ASSIGNED TASK:
If a line below contains the word "turquoise", count it; give only the total.

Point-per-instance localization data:
---

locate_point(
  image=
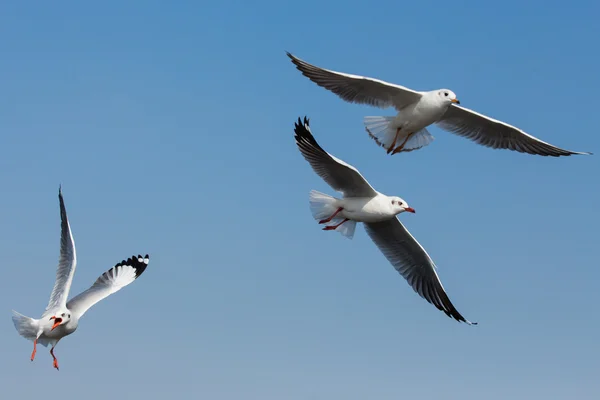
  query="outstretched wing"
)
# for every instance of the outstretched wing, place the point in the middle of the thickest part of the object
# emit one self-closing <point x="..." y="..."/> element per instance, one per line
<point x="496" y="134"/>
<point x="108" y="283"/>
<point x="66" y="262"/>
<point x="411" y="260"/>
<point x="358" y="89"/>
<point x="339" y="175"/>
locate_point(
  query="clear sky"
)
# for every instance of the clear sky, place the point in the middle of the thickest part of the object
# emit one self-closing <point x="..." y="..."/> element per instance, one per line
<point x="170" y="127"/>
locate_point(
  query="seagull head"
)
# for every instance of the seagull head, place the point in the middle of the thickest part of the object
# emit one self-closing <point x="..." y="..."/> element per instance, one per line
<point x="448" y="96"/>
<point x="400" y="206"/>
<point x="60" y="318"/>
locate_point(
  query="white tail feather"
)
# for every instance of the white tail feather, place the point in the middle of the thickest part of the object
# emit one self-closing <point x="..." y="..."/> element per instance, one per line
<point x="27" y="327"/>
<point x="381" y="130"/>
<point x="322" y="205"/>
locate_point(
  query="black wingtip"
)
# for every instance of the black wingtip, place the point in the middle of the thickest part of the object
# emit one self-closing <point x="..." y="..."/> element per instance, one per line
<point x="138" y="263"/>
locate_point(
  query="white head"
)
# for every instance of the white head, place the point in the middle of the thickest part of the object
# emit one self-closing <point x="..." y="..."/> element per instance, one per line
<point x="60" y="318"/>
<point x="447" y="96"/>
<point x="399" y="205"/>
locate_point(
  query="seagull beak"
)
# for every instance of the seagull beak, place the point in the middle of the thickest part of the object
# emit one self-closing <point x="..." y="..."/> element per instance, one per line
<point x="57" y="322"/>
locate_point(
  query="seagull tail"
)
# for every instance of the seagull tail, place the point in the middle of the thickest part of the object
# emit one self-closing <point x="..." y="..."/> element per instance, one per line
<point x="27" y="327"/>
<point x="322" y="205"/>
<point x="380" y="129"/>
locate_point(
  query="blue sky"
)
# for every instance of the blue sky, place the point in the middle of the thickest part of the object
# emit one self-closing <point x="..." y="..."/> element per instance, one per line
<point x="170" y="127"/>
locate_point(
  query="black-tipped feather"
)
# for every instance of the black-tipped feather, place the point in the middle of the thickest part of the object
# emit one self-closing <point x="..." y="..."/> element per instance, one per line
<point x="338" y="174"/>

---

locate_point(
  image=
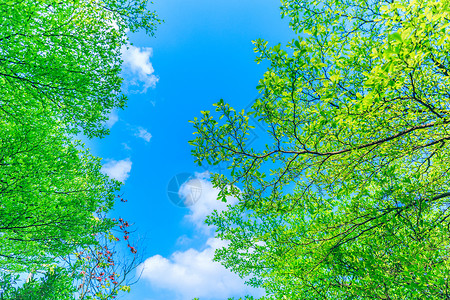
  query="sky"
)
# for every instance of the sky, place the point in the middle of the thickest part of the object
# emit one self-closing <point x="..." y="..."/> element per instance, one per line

---

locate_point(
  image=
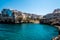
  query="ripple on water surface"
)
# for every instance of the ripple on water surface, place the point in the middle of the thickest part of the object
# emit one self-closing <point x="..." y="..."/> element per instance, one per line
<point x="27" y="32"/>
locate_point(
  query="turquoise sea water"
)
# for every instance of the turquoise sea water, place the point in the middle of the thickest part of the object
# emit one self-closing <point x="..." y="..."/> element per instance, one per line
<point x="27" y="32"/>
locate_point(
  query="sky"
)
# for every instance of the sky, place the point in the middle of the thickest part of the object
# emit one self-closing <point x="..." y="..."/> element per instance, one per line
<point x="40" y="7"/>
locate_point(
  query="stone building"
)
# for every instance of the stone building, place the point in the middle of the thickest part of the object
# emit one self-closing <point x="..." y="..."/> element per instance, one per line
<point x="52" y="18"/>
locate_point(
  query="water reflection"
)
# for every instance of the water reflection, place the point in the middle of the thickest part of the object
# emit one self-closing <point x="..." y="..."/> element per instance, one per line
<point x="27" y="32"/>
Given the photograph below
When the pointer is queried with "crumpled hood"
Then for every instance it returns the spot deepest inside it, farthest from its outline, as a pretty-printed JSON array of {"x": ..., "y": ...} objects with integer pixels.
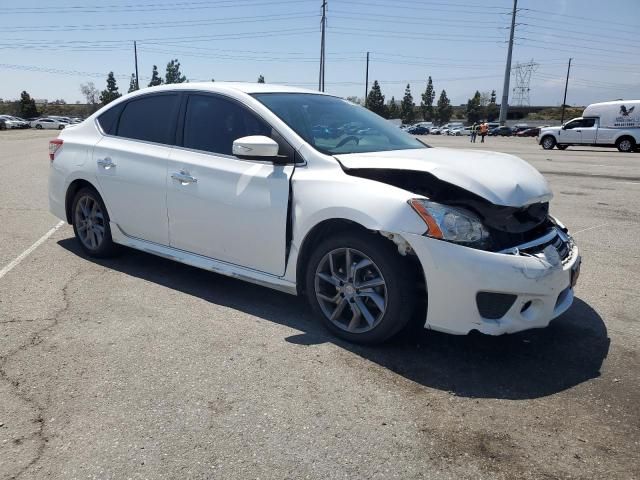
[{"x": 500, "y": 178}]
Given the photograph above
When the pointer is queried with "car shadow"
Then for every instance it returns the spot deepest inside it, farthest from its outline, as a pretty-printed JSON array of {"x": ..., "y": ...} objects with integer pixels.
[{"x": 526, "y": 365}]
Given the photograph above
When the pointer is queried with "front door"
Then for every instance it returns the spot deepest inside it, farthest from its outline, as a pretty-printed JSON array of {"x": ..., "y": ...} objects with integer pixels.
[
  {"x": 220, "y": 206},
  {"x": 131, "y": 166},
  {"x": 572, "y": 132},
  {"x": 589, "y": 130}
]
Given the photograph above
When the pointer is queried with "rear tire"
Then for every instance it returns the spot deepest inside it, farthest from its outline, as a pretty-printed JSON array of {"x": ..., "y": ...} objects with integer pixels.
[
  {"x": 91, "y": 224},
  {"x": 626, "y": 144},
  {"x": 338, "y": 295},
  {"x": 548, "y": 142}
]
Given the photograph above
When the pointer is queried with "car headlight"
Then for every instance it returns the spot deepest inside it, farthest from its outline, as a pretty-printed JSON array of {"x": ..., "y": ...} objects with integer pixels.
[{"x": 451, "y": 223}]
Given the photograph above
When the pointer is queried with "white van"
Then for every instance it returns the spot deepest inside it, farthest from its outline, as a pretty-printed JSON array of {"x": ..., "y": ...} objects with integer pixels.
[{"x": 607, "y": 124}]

---

ANSWER BELOW:
2